Il cinema di Maria Sole Tognazzi è donna. La regista, che ha all’attivo cinque lungometraggi, un documentario e un corto, ama posare gli occhi – e la macchina da presa – su sguardi, tormenti e gioie femminili, per affrescarne un dipinto elegante, delicato e dettagliato. Da Viaggio da sola a Io e lei, fino all’ultimo Dieci minuti, Tognazzi mette al centro della sua poetica le donne, figure che, come lei stessa dice quando era agli inizi della sua carriera, non hanno mai ricoperto un ruolo centrale e privilegiato, ma si sono spesso dovute accontentare di essere un supporto, comprimarie secondarie, “costrette” a rimanere un passo indietro e mai nel cono di luce che meritavano.

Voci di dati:
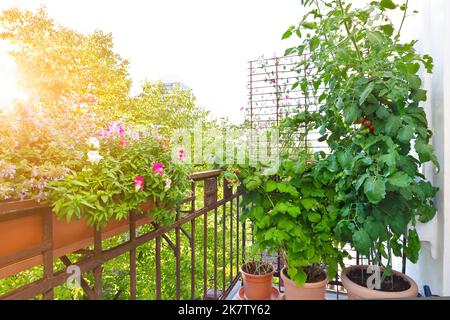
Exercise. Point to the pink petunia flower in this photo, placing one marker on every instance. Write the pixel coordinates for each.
(139, 183)
(165, 143)
(122, 142)
(121, 129)
(182, 154)
(158, 168)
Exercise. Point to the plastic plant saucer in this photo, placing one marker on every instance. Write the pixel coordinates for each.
(275, 294)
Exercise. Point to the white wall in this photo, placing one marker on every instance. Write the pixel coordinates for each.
(432, 29)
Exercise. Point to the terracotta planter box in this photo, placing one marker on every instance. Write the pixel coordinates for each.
(23, 230)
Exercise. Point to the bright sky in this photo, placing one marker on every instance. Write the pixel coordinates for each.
(203, 43)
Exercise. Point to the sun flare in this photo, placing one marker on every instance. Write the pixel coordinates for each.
(10, 91)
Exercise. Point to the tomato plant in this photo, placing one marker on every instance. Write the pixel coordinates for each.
(364, 73)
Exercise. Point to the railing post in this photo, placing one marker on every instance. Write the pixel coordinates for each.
(133, 256)
(48, 254)
(98, 286)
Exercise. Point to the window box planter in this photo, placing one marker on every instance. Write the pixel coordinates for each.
(22, 229)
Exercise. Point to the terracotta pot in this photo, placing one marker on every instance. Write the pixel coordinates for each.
(309, 291)
(257, 287)
(24, 231)
(356, 291)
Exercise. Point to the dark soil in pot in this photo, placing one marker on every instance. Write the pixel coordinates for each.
(313, 274)
(392, 283)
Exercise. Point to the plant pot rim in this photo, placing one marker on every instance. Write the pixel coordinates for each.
(306, 285)
(257, 275)
(346, 281)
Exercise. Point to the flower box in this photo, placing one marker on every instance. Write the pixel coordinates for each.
(22, 229)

[Compito assegnato]:
Puoi riscrivere in modo più breve il paragrafo del testo sul cinema di Maria Sole Tognazzi che inizia con «Il cinema di Maria Sole Tognazzi è donna», conservandone i fatti principali? Le voci non servono per svolgere il compito.

[Soluzione]:
Il cinema di Maria Sole Tognazzi è incentrato sulle donne. Autrice di cinque lungometraggi, un documentario e un corto, la regista ne ritrae con eleganza, delicatezza e cura dei dettagli sguardi, tormenti e gioie. Da Viaggio da sola a Io e lei, fino a Dieci minuti, mette al centro figure femminili. Come lei stessa diceva agli inizi della carriera, queste figure non hanno mai avuto un ruolo centrale. Sono state spesso relegate a comprimarie, un passo indietro rispetto alla luce che meritavano.